Requirement: Extract the opening line of the entries and every line after it, stopping at and including the line that contains "Annotate the brown". Do not include pictures.
** Opening Given data block **
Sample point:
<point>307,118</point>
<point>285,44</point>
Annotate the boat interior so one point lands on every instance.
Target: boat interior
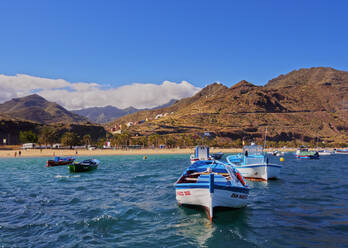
<point>199,172</point>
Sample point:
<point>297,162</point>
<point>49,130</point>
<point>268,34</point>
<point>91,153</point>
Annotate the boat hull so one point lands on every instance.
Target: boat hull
<point>200,195</point>
<point>260,172</point>
<point>81,168</point>
<point>307,156</point>
<point>51,163</point>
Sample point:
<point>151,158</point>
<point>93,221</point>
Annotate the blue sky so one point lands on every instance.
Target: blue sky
<point>121,42</point>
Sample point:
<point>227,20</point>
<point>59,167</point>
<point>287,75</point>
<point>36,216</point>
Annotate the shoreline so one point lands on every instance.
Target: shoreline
<point>111,152</point>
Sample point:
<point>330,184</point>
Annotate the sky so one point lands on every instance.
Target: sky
<point>143,53</point>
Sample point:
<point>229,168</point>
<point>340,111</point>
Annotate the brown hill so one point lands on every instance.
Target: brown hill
<point>305,105</point>
<point>38,109</point>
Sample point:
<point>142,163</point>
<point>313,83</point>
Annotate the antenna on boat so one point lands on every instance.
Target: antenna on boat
<point>264,144</point>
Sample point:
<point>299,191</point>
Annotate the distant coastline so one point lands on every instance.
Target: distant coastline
<point>111,152</point>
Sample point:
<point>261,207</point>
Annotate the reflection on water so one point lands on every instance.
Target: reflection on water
<point>129,202</point>
<point>195,225</point>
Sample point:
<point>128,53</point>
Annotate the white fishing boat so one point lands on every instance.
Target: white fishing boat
<point>341,151</point>
<point>254,164</point>
<point>324,152</point>
<point>211,184</point>
<point>202,154</point>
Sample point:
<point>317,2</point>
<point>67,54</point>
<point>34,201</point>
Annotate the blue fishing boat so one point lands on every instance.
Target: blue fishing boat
<point>211,184</point>
<point>254,164</point>
<point>202,153</point>
<point>303,152</point>
<point>58,161</point>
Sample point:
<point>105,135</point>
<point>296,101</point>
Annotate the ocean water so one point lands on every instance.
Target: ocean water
<point>130,202</point>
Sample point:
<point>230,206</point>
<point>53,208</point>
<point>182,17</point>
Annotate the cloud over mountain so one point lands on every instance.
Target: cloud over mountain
<point>83,95</point>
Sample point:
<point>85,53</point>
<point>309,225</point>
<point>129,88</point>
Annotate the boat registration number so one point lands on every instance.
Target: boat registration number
<point>183,193</point>
<point>239,196</point>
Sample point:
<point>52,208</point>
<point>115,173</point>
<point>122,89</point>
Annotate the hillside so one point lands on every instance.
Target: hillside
<point>110,113</point>
<point>38,109</point>
<point>104,114</point>
<point>303,105</point>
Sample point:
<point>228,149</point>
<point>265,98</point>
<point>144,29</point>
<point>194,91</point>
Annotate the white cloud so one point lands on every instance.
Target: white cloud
<point>83,95</point>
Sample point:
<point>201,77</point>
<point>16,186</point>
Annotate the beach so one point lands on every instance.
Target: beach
<point>101,152</point>
<point>110,152</point>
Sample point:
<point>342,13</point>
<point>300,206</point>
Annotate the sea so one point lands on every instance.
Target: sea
<point>130,202</point>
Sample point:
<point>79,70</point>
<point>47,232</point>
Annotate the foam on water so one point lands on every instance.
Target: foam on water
<point>130,202</point>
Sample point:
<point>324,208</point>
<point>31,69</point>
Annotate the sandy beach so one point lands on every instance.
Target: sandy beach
<point>103,152</point>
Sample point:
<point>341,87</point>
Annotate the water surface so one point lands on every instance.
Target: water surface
<point>130,202</point>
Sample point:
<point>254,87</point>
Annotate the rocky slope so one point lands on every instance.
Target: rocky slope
<point>110,113</point>
<point>38,109</point>
<point>304,105</point>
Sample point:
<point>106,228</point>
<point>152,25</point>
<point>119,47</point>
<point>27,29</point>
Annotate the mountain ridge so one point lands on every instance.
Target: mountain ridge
<point>38,109</point>
<point>303,104</point>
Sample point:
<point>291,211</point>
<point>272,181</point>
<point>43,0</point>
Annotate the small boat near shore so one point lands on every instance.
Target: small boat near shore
<point>202,154</point>
<point>324,152</point>
<point>303,152</point>
<point>211,184</point>
<point>85,165</point>
<point>58,161</point>
<point>341,151</point>
<point>254,164</point>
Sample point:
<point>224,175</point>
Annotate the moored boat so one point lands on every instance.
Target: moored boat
<point>85,165</point>
<point>201,153</point>
<point>58,161</point>
<point>324,152</point>
<point>303,152</point>
<point>341,151</point>
<point>211,184</point>
<point>254,164</point>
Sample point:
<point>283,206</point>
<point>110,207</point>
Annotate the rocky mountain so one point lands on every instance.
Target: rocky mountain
<point>104,114</point>
<point>304,105</point>
<point>110,113</point>
<point>38,109</point>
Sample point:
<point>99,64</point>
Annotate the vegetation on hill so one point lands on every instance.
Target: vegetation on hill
<point>38,109</point>
<point>305,106</point>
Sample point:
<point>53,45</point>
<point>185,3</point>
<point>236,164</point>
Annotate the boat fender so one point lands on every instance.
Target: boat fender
<point>240,178</point>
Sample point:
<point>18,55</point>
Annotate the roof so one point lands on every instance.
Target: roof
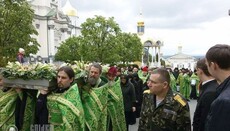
<point>69,10</point>
<point>181,56</point>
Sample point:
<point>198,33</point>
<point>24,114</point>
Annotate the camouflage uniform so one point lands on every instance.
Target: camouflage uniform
<point>172,114</point>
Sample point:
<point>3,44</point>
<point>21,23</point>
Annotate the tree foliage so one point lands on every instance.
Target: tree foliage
<point>16,29</point>
<point>70,50</point>
<point>101,41</point>
<point>130,47</point>
<point>99,36</point>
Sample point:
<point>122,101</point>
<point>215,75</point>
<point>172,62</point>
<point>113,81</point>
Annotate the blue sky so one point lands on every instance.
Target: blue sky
<point>195,24</point>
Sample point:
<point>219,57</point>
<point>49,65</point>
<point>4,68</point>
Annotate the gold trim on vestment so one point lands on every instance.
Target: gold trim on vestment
<point>66,103</point>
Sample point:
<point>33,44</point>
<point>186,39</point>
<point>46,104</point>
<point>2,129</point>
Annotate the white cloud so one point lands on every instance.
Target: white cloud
<point>195,24</point>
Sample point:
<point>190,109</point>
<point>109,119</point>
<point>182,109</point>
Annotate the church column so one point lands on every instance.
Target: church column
<point>159,57</point>
<point>51,43</point>
<point>152,64</point>
<point>65,34</point>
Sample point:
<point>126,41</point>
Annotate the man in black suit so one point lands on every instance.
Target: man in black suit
<point>206,97</point>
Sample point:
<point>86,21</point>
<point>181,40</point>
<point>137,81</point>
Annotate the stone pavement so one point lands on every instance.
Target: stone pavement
<point>192,105</point>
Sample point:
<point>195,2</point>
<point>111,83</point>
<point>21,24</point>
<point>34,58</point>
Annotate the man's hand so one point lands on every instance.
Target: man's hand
<point>44,91</point>
<point>134,109</point>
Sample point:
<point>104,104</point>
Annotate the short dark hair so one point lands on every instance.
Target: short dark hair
<point>201,65</point>
<point>68,70</point>
<point>96,65</point>
<point>219,54</point>
<point>164,74</point>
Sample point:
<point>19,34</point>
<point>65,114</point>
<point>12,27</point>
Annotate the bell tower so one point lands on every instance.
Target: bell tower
<point>140,25</point>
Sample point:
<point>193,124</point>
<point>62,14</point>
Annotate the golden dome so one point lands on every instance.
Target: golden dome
<point>69,10</point>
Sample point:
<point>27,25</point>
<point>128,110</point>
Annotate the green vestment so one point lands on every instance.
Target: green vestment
<point>116,107</point>
<point>173,82</point>
<point>66,111</point>
<point>94,101</point>
<point>7,109</point>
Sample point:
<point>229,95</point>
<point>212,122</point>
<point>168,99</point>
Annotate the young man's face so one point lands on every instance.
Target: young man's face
<point>156,87</point>
<point>94,75</point>
<point>63,80</point>
<point>111,77</point>
<point>94,72</point>
<point>210,67</point>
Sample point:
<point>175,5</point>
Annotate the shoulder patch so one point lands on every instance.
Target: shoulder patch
<point>147,92</point>
<point>179,99</point>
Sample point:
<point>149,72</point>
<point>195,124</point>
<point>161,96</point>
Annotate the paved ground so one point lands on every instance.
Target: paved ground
<point>192,105</point>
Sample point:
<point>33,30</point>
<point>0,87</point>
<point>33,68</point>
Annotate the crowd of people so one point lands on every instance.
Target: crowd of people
<point>112,101</point>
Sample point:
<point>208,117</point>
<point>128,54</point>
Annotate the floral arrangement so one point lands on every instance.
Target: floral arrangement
<point>15,70</point>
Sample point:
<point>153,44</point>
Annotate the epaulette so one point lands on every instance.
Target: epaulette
<point>179,99</point>
<point>146,92</point>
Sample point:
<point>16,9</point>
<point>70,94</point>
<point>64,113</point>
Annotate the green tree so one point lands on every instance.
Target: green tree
<point>69,50</point>
<point>99,39</point>
<point>16,29</point>
<point>130,48</point>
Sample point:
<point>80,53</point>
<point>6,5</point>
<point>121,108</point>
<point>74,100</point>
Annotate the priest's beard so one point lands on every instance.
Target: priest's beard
<point>92,81</point>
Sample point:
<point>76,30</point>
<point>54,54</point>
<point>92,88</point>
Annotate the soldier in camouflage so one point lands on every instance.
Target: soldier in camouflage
<point>162,109</point>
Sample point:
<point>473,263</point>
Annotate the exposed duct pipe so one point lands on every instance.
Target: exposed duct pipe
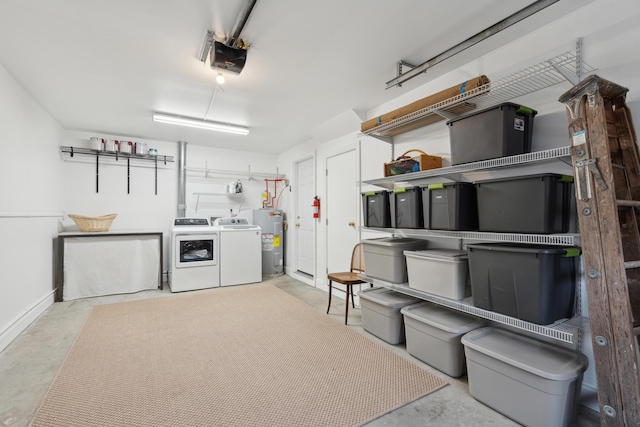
<point>182,179</point>
<point>482,35</point>
<point>240,23</point>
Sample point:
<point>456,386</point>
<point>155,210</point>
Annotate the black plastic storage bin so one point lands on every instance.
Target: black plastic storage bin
<point>375,205</point>
<point>527,204</point>
<point>503,130</point>
<point>406,208</point>
<point>450,206</point>
<point>534,283</point>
** Closing Given data block **
The answer:
Sample point:
<point>307,118</point>
<point>285,44</point>
Annotate the boat interior so one point lands on every instance.
Target: boat interior
<point>199,172</point>
Sample point:
<point>297,162</point>
<point>49,130</point>
<point>268,34</point>
<point>91,153</point>
Annotate the boat hull so one point lands on every instance.
Target: boat hull
<point>200,195</point>
<point>260,172</point>
<point>81,168</point>
<point>307,156</point>
<point>51,163</point>
Sample point:
<point>151,158</point>
<point>93,221</point>
Annotate the blue sky so one point lands on every instance.
Target: blue sky
<point>121,42</point>
Sample point:
<point>227,20</point>
<point>59,167</point>
<point>287,75</point>
<point>36,216</point>
Annotate the shoreline so one point lands on every instance.
Target: shoreline
<point>111,152</point>
Sample point:
<point>330,184</point>
Annotate the sky so one point lands on every instance.
Target: sky
<point>143,53</point>
Sample point:
<point>229,168</point>
<point>340,111</point>
Annotate the brown hill so one point lands on every instance.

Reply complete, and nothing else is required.